§ CHALLENGE
Render every line of the rows below as a JSON list of strings, one string per line, omitting blank lines.

--- start of ENTRIES SHOWN ---

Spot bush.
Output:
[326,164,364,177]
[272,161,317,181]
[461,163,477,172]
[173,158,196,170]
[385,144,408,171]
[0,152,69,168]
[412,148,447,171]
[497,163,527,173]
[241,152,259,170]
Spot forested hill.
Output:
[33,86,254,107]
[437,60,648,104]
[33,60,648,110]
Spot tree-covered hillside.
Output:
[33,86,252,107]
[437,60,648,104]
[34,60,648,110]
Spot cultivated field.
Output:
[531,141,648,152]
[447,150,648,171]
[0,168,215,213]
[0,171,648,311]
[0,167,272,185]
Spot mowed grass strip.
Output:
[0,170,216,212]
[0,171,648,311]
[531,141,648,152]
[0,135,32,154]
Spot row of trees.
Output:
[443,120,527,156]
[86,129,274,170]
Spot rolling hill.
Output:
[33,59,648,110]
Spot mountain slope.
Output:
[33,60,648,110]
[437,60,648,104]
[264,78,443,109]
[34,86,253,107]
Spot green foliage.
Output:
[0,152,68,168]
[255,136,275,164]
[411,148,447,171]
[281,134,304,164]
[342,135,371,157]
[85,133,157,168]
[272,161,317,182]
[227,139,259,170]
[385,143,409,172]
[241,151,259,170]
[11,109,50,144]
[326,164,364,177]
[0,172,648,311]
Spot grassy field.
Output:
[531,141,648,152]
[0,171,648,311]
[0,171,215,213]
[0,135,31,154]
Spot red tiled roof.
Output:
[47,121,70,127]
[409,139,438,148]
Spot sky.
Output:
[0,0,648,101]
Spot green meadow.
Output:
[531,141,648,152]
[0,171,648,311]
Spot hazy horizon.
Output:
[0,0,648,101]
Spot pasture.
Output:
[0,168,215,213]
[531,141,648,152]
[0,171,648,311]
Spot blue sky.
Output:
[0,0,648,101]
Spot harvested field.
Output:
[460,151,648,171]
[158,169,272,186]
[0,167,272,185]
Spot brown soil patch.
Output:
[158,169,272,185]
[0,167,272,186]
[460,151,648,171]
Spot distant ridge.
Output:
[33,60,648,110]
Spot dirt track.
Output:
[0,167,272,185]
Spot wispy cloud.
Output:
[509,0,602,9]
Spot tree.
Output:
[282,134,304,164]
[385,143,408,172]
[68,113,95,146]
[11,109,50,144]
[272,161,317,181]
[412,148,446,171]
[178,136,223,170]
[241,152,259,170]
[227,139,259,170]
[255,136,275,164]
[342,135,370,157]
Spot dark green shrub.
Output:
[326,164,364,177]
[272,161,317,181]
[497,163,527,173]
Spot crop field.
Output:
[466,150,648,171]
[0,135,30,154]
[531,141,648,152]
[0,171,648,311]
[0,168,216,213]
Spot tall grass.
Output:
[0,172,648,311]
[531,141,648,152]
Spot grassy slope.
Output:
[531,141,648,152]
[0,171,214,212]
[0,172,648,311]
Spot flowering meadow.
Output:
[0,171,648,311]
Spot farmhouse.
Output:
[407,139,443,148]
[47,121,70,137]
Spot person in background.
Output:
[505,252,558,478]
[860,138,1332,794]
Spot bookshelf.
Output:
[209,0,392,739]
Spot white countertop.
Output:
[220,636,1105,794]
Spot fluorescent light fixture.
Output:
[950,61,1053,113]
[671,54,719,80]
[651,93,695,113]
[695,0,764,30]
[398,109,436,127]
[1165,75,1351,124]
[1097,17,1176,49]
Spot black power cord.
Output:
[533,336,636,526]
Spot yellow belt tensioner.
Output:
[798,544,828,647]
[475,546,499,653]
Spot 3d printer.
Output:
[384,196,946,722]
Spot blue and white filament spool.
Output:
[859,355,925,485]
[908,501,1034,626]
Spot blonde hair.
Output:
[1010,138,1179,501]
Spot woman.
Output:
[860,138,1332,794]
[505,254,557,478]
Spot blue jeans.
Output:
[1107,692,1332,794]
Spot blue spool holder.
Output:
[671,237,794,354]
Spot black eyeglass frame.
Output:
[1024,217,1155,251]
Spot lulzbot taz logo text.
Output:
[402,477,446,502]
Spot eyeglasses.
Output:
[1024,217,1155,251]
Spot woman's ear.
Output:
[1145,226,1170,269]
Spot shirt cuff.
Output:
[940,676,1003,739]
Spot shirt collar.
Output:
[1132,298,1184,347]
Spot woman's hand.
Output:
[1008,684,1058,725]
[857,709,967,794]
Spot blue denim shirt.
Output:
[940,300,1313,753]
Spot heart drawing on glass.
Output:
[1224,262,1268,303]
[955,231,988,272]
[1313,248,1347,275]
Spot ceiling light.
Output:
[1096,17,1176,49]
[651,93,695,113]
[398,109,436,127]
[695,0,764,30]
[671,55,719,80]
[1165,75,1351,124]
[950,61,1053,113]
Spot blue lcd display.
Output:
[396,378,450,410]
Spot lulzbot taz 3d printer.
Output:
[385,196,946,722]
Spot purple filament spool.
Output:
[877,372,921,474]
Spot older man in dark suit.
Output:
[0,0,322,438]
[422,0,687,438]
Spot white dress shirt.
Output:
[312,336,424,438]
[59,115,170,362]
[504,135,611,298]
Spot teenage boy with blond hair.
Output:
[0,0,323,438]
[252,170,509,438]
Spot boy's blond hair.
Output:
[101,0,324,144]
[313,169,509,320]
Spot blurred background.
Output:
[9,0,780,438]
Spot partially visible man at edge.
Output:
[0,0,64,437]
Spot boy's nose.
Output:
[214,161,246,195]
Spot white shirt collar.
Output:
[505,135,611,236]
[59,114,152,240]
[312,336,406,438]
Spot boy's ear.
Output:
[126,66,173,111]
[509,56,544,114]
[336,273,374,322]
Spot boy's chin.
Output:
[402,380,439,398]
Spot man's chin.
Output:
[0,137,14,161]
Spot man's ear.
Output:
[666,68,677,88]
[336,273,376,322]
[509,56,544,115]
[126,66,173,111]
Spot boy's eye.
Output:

--- end of ENTRIES SHOWN ---

§ COMPLETE ANSWER
[
  "Spot bush.",
  "Output:",
  "[326,164,364,177]",
  "[272,161,317,181]",
  "[461,163,477,172]",
  "[173,158,196,170]",
  "[385,144,408,171]",
  "[0,152,69,168]",
  "[412,148,447,171]",
  "[497,163,527,173]",
  "[241,152,259,170]",
  "Spot forested hill.",
  "Output:",
  "[33,86,254,107]",
  "[437,60,648,104]",
  "[33,60,648,110]",
  "Spot tree-covered hillside.",
  "Output:",
  "[33,86,252,107]",
  "[437,60,648,104]",
  "[34,60,648,110]",
  "Spot cultivated field.",
  "Output:",
  "[531,141,648,152]",
  "[447,150,648,171]",
  "[0,168,215,213]",
  "[0,171,648,311]",
  "[0,167,272,185]",
  "Spot mowed grass strip.",
  "Output:",
  "[0,170,216,212]",
  "[0,171,648,311]",
  "[531,141,648,152]",
  "[0,135,32,154]",
  "Spot row of trees.",
  "Output:",
  "[443,120,527,156]",
  "[86,129,274,170]",
  "Spot rolling hill.",
  "Output:",
  "[33,59,648,110]",
  "Spot mountain slope.",
  "Output:",
  "[33,60,648,110]",
  "[437,60,648,104]",
  "[264,78,443,109]",
  "[34,86,253,107]",
  "Spot green foliage.",
  "Output:",
  "[0,152,68,168]",
  "[255,136,275,164]",
  "[411,148,447,171]",
  "[281,134,304,164]",
  "[342,135,371,157]",
  "[85,133,157,168]",
  "[272,161,317,182]",
  "[227,139,259,170]",
  "[385,143,409,172]",
  "[241,151,259,170]",
  "[11,109,50,144]",
  "[326,164,364,177]",
  "[0,172,648,311]",
  "Spot grassy field.",
  "Output:",
  "[531,141,648,152]",
  "[0,171,648,311]",
  "[0,171,215,213]",
  "[0,135,31,154]",
  "Spot red tiled roof.",
  "Output:",
  "[47,121,70,127]",
  "[409,139,438,148]",
  "Spot sky.",
  "Output:",
  "[0,0,648,101]",
  "Spot green meadow.",
  "Output:",
  "[531,141,648,152]",
  "[0,171,648,311]",
  "Spot hazy horizon.",
  "Output:",
  "[0,0,648,101]",
  "Spot pasture.",
  "Output:",
  "[0,168,215,213]",
  "[531,141,648,152]",
  "[0,171,648,311]",
  "Spot blue sky.",
  "Output:",
  "[0,0,648,101]",
  "Spot harvested field.",
  "Output:",
  "[460,151,648,171]",
  "[158,169,272,186]",
  "[0,167,272,185]",
  "Spot brown soil patch.",
  "Output:",
  "[158,169,272,185]",
  "[0,167,272,186]",
  "[460,151,648,171]",
  "Spot distant ridge.",
  "Output:",
  "[33,60,648,110]",
  "Spot dirt track.",
  "Output:",
  "[0,167,272,185]",
  "Spot wispy cloud.",
  "Output:",
  "[509,0,602,9]",
  "Spot tree.",
  "Output:",
  "[282,134,304,164]",
  "[385,143,408,172]",
  "[68,113,95,146]",
  "[11,109,50,144]",
  "[272,161,317,181]",
  "[412,148,446,171]",
  "[178,136,223,170]",
  "[241,152,259,170]",
  "[227,139,259,170]",
  "[255,136,275,164]",
  "[342,135,370,157]",
  "Spot dark green shrub.",
  "Output:",
  "[326,164,364,177]",
  "[272,161,317,181]",
  "[497,163,527,173]",
  "Spot crop field.",
  "Output:",
  "[466,150,648,171]",
  "[0,135,30,154]",
  "[531,141,648,152]",
  "[0,171,648,311]",
  "[0,168,216,213]",
  "Spot tall grass.",
  "Output:",
  "[0,172,648,311]",
  "[531,141,648,152]",
  "Spot grassy slope.",
  "Output:",
  "[531,141,648,152]",
  "[0,171,214,212]",
  "[0,172,648,311]",
  "Spot flowering meadow.",
  "Output:",
  "[0,171,648,311]",
  "Spot farmhouse.",
  "Output:",
  "[407,139,443,148]",
  "[47,121,70,137]",
  "Spot person in background.",
  "Output:",
  "[505,252,558,478]",
  "[860,138,1332,794]",
  "Spot bookshelf.",
  "Output:",
  "[209,0,392,739]",
  "Spot white countertop.",
  "Output:",
  "[220,636,1105,794]",
  "Spot fluorescent light fixture.",
  "Output:",
  "[950,61,1053,113]",
  "[671,54,719,80]",
  "[651,93,695,113]",
  "[695,0,764,30]",
  "[398,109,436,127]",
  "[1165,75,1351,124]",
  "[1097,17,1176,49]",
  "Spot black power cord.",
  "Output:",
  "[533,336,636,526]",
  "Spot yellow belt tensioner.",
  "Output:",
  "[798,544,828,647]",
  "[475,546,499,653]",
  "Spot 3d printer.",
  "Output:",
  "[384,196,946,722]",
  "Spot blue and white filament spool.",
  "Output:",
  "[859,355,925,485]",
  "[908,501,1034,626]",
  "Spot blonde hair.",
  "Output:",
  "[1010,138,1179,501]",
  "Spot woman.",
  "Output:",
  "[860,138,1332,794]",
  "[505,254,557,478]",
  "Spot blue jeans.",
  "Output:",
  "[1107,692,1332,794]",
  "Spot blue spool holder.",
  "Output:",
  "[671,237,794,354]",
  "Spot black eyeglass frame.",
  "Output:",
  "[1024,217,1155,251]",
  "Spot lulzbot taz logo text.",
  "Output:",
  "[402,477,446,502]",
  "Spot eyeglasses.",
  "Output:",
  "[1024,217,1155,251]",
  "Spot woman's ear.",
  "Output:",
  "[1145,226,1170,269]",
  "Spot shirt cuff.",
  "Output:",
  "[940,676,1003,739]",
  "Spot shirt collar.",
  "Output:",
  "[1132,298,1184,347]",
  "Spot woman's hand.",
  "Output:",
  "[1008,684,1058,725]",
  "[857,709,967,794]",
  "Spot blue denim shirt.",
  "Output:",
  "[940,300,1313,753]",
  "Spot heart drawing on glass.",
  "Output:",
  "[1224,262,1268,303]",
  "[955,231,988,272]",
  "[1313,248,1347,275]",
  "Spot ceiling light.",
  "Output:",
  "[1096,17,1176,49]",
  "[651,93,695,113]",
  "[398,109,436,127]",
  "[695,0,764,30]",
  "[671,55,719,80]",
  "[1165,75,1351,124]",
  "[950,61,1053,113]",
  "Spot blue lcd display.",
  "Output:",
  "[396,378,450,410]",
  "Spot lulzbot taz 3d printer.",
  "Output:",
  "[385,196,946,722]",
  "Spot purple filament spool.",
  "Output:",
  "[877,372,921,474]",
  "Spot older man in dark suit.",
  "Output:",
  "[0,0,322,438]",
  "[422,0,687,438]",
  "Spot white dress shirt.",
  "Output:",
  "[312,336,424,438]",
  "[59,115,170,362]",
  "[504,135,611,298]",
  "Spot teenage boy with blond hair.",
  "Output:",
  "[0,0,323,438]",
  "[252,170,509,438]",
  "Spot boy's blond hair.",
  "Output:",
  "[101,0,324,144]",
  "[313,169,509,320]",
  "Spot blurred background.",
  "Output:",
  "[9,0,780,438]",
  "Spot partially visible man at edge.",
  "Output:",
  "[0,0,64,437]",
  "Spot boy's nose.",
  "Output:",
  "[214,161,246,195]",
  "Spot white shirt collar.",
  "Output:",
  "[505,135,611,236]",
  "[59,114,152,240]",
  "[312,336,406,438]",
  "Spot boy's ear.",
  "Output:",
  "[126,66,173,111]",
  "[509,56,544,114]",
  "[336,273,374,322]",
  "Spot boy's chin.",
  "Output:",
  "[402,380,439,398]",
  "Spot man's chin.",
  "Output:",
  "[0,137,14,161]",
  "Spot man's ear.",
  "Output:",
  "[666,68,677,88]",
  "[336,273,376,322]",
  "[509,56,544,115]",
  "[126,66,173,111]",
  "Spot boy's eye.",
  "Output:"
]